[Referring expression pointing data]

* * * * *

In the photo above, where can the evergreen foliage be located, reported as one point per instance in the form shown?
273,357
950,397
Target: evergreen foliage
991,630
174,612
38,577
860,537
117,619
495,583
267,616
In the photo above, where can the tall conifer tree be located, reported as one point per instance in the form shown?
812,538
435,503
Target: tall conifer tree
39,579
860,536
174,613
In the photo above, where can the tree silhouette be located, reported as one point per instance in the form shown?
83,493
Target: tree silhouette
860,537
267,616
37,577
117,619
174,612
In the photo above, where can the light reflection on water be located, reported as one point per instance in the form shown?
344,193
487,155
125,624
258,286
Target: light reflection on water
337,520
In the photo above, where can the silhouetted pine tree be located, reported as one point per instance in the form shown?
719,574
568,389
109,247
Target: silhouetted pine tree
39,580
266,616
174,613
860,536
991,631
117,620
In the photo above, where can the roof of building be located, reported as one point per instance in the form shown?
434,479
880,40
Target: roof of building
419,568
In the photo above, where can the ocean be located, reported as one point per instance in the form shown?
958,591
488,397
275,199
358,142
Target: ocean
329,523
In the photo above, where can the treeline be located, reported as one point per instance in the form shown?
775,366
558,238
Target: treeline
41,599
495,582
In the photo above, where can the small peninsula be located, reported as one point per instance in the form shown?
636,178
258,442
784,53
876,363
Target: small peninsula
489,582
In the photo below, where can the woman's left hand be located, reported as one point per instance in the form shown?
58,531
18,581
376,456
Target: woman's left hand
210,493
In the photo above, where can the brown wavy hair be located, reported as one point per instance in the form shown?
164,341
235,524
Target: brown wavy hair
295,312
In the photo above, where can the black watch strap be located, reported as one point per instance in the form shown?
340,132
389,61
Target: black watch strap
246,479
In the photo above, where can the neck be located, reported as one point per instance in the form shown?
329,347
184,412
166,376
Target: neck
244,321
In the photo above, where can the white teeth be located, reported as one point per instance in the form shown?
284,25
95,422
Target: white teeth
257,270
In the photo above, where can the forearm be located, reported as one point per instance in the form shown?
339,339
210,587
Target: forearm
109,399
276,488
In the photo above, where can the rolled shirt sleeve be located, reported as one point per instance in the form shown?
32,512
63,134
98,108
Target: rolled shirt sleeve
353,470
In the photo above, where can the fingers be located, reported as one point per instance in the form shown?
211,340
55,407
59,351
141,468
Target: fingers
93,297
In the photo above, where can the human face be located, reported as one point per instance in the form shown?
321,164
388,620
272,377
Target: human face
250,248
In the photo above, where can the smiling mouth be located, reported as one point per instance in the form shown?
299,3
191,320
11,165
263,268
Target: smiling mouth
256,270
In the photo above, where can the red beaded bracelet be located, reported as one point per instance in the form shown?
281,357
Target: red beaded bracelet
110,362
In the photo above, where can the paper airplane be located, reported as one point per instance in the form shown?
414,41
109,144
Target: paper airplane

* * * * *

▶ WHAT YOU HAVE TO DO
Retype each record, matching it exactly.

▶ THE ANSWER
In the photo above, where can the evergreen foliage be located, reported as one point per instance in the form shown?
273,357
950,397
Target: evergreen foliage
991,630
174,612
38,577
860,537
117,619
495,583
267,616
In the photo above, where can the tall conifer tree be located, reported as one point per instance in the form shown?
812,538
435,503
Target: tall conifer tree
39,579
860,536
174,613
In the photo above, where can the tree silhouette be located, reported as one point per instance in the form shown?
83,493
Target: tree silhouette
860,537
267,616
37,577
117,619
174,612
In the photo above, where can the light reflection on water be located, reported as one point per instance in the form shown?
344,193
487,155
125,624
258,286
Target: light reflection on water
337,520
In the photo above, where can the silhouetted pine tree be located, reported as one point per instance in the form shown?
719,574
568,389
109,247
Target: silhouetted pine tree
39,580
266,616
174,613
860,536
991,631
117,620
In the photo above, where can the roof of building be located, reported as one point per instance in the form shown?
434,479
880,40
Target: roof of building
419,568
In the photo above, where can the ocean be located, reported as one point per instance in the form shown?
958,591
488,397
275,199
358,142
Target: ocean
329,523
In the photo above, where can the treeline be located, reported as one point per instance in the form shown?
775,366
558,238
Target: treeline
41,599
495,582
In the photo above, where can the small peninsula be located, reported as one point per instance in the form shown?
636,178
258,442
784,53
876,363
Target: small peninsula
489,582
In the photo below, where can the woman's left hand be located, reported as one point per instance in the form shown?
58,531
18,581
376,456
Target: woman's left hand
210,493
In the photo above, where can the brown wavy hair be located, reported as one point per instance in the form shown?
164,341
235,524
Target: brown wavy hair
295,312
In the photo above, where can the black watch strap be located, reported as one point per instance in the form shown?
340,132
389,61
Target: black watch strap
246,479
In the photo above, where can the neck be located, reported as one point per instance in the form shown?
329,347
184,412
166,376
Target: neck
244,321
In the photo above, where can the white teeth be located, reported as one point per instance in the form shown?
284,25
95,422
Target: white teeth
257,270
In the photo above, where can the forearm be located, reported as one point per instance in the form shown?
339,339
210,587
Target: forearm
109,399
276,488
In the photo above, where can the rolled shirt sleeve be located, reported as one point per instance in the form shown?
32,512
63,134
98,108
Target: rolled shirt sleeve
353,470
In the photo above, where can the fingers be located, reported as one point per instance in the form shown?
211,340
55,407
59,351
141,468
Target: fingers
93,297
In the photo above, where can the human face be located, reported as one point per instance in the form shown?
321,164
388,620
272,377
Target: human face
250,248
In the photo above, where can the smiling mouth be located, reported as one point per instance in the form shown?
299,3
191,320
11,165
263,268
Target: smiling mouth
256,270
In the photo above, where can the red beaded bracelet be located, reported as one point per instance in the form shown?
281,357
Target: red beaded bracelet
110,362
In the photo above, where can the paper airplane be located, reported as one point per instance in the form shown?
414,41
109,144
Target: paper airplane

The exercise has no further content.